*** Opening RECORDS SUPPLIED ***

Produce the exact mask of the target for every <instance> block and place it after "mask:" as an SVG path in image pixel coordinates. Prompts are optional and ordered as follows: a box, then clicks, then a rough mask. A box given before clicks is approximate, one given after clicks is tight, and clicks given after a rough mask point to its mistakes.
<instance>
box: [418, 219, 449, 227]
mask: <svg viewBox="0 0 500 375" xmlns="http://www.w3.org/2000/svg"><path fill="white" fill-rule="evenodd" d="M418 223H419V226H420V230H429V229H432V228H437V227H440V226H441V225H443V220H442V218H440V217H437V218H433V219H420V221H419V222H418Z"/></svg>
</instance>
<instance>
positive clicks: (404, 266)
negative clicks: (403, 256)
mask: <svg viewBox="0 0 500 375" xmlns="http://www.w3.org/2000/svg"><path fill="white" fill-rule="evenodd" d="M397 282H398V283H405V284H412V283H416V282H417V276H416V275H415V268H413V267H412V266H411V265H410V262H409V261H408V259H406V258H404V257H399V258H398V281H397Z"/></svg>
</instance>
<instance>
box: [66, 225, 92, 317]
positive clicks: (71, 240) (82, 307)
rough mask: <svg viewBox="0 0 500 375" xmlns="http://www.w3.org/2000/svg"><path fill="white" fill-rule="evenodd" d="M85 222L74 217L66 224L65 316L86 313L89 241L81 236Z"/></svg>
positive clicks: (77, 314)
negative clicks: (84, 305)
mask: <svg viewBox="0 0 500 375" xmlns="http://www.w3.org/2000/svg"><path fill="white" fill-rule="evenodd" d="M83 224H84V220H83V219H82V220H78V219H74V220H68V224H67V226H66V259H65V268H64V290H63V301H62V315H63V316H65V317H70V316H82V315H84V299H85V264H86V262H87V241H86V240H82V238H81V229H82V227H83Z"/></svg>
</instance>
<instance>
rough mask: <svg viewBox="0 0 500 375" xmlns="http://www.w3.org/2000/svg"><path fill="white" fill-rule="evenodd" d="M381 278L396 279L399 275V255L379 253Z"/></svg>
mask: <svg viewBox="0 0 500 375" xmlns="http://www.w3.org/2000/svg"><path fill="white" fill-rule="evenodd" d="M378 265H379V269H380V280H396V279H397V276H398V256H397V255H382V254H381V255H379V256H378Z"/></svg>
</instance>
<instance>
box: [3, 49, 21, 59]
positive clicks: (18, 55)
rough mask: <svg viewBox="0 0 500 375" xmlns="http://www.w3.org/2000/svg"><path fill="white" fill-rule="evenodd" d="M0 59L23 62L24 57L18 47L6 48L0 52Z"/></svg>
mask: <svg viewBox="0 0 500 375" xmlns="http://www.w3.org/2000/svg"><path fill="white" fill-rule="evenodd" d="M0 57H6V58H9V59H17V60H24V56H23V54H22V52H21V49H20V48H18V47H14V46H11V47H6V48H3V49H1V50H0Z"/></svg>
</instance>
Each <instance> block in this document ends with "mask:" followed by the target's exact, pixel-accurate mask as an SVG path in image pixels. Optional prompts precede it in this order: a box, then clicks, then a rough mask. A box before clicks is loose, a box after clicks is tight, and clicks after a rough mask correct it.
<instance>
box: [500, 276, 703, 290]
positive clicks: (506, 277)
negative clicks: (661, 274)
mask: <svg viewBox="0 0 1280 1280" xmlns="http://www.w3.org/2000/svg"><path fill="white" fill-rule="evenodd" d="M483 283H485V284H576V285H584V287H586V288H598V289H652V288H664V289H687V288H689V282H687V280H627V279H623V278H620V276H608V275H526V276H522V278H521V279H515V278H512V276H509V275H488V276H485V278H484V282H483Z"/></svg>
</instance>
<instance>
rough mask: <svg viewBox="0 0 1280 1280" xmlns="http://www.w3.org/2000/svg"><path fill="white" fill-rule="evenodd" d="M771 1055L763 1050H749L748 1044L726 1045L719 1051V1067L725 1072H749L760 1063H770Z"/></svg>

*** Closing RECORDS SUPPLIED ***

THE TASK →
Repeat the listing in its entirety, keeping each line as it is.

FINAL ANSWER →
Produce the exact mask of the target for every <instance> block and place it after "mask:" as an SVG path in image pixel coordinates. Prompts are optional and ordered as follows: a box, then clicks, then a rough mask. A box given before clicks is approximate, one given after clicks is tight, and clicks given after a rough mask point to its mistakes.
<instance>
box: [418, 219, 449, 227]
mask: <svg viewBox="0 0 500 375" xmlns="http://www.w3.org/2000/svg"><path fill="white" fill-rule="evenodd" d="M418 223H419V226H420V230H429V229H432V228H437V227H440V226H441V225H443V220H442V218H440V217H437V218H433V219H420V221H419V222H418Z"/></svg>
</instance>
<instance>
positive clicks: (404, 266)
negative clicks: (403, 256)
mask: <svg viewBox="0 0 500 375" xmlns="http://www.w3.org/2000/svg"><path fill="white" fill-rule="evenodd" d="M397 282H398V283H405V284H412V283H416V282H417V276H416V275H415V268H413V267H412V266H411V265H410V262H409V261H408V259H406V258H404V257H399V258H398V281H397Z"/></svg>
</instance>
<instance>
box: [66, 225, 92, 317]
positive clicks: (71, 240) (82, 307)
rough mask: <svg viewBox="0 0 500 375" xmlns="http://www.w3.org/2000/svg"><path fill="white" fill-rule="evenodd" d="M85 222L74 217L66 224L65 316L86 313L89 241L81 236Z"/></svg>
positive clicks: (77, 314)
negative clicks: (84, 305)
mask: <svg viewBox="0 0 500 375" xmlns="http://www.w3.org/2000/svg"><path fill="white" fill-rule="evenodd" d="M83 224H84V220H83V219H82V220H78V219H74V220H68V224H67V226H66V259H65V268H64V290H63V301H62V315H63V316H65V317H70V316H82V315H84V299H85V264H86V262H87V241H86V240H82V238H81V229H82V227H83Z"/></svg>
</instance>
<instance>
rough mask: <svg viewBox="0 0 500 375" xmlns="http://www.w3.org/2000/svg"><path fill="white" fill-rule="evenodd" d="M381 278L396 279L399 275V255L379 253Z"/></svg>
mask: <svg viewBox="0 0 500 375" xmlns="http://www.w3.org/2000/svg"><path fill="white" fill-rule="evenodd" d="M378 265H379V269H380V280H396V279H397V276H398V256H397V255H382V254H381V255H379V256H378Z"/></svg>
</instance>
<instance>
box: [3, 49, 21, 59]
positive clicks: (18, 55)
rough mask: <svg viewBox="0 0 500 375" xmlns="http://www.w3.org/2000/svg"><path fill="white" fill-rule="evenodd" d="M0 59L23 62L24 57L18 47L6 48L0 52Z"/></svg>
mask: <svg viewBox="0 0 500 375" xmlns="http://www.w3.org/2000/svg"><path fill="white" fill-rule="evenodd" d="M0 57H6V58H9V59H17V60H24V56H23V54H22V52H21V49H20V48H18V47H14V46H11V47H6V48H3V49H1V50H0Z"/></svg>
</instance>
Each <instance> block in this document ends with "mask:" followed by the target's exact, pixel-accurate mask as an SVG path in image pixels. Optional prompts precede it in this order: a box, then clicks, then a rough mask. A box before clicks is loose, a box after clicks is tight, and clicks after a rough mask correct it.
<instance>
box: [500, 276, 703, 290]
positive clicks: (506, 277)
negative clicks: (661, 274)
mask: <svg viewBox="0 0 1280 1280" xmlns="http://www.w3.org/2000/svg"><path fill="white" fill-rule="evenodd" d="M483 283H485V284H576V285H584V287H586V288H598V289H652V288H664V289H687V288H689V282H687V280H627V279H623V278H620V276H608V275H526V276H522V278H521V279H515V278H512V276H509V275H488V276H485V278H484V282H483Z"/></svg>
</instance>
<instance>
rough mask: <svg viewBox="0 0 1280 1280" xmlns="http://www.w3.org/2000/svg"><path fill="white" fill-rule="evenodd" d="M771 1055L763 1050H749L748 1044L726 1045L719 1051V1067L725 1072H749L760 1063H770Z"/></svg>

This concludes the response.